WHAT THE TASK ASKS
Find every line in the listing below that includes the word "Please", then give only how many there are.

══════════

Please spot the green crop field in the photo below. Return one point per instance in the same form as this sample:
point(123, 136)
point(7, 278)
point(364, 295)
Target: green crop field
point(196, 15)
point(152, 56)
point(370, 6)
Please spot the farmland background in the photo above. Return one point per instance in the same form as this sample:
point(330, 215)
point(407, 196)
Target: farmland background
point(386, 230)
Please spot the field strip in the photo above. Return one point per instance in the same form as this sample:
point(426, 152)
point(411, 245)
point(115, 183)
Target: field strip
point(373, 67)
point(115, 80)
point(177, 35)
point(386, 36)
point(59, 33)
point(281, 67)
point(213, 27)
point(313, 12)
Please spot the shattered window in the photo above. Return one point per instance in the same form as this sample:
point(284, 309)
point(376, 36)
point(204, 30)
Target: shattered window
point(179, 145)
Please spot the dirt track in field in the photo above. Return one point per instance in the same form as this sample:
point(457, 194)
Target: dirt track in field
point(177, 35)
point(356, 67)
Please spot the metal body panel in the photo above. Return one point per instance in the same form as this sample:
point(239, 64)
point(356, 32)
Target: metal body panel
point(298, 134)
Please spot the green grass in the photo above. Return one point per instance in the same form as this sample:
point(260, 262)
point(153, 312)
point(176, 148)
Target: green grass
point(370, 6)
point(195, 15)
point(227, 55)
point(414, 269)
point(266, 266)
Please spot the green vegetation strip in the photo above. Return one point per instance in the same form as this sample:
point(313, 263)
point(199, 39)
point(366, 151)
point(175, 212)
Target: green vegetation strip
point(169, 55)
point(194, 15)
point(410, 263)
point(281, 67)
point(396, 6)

══════════

YOUR SOLUTION
8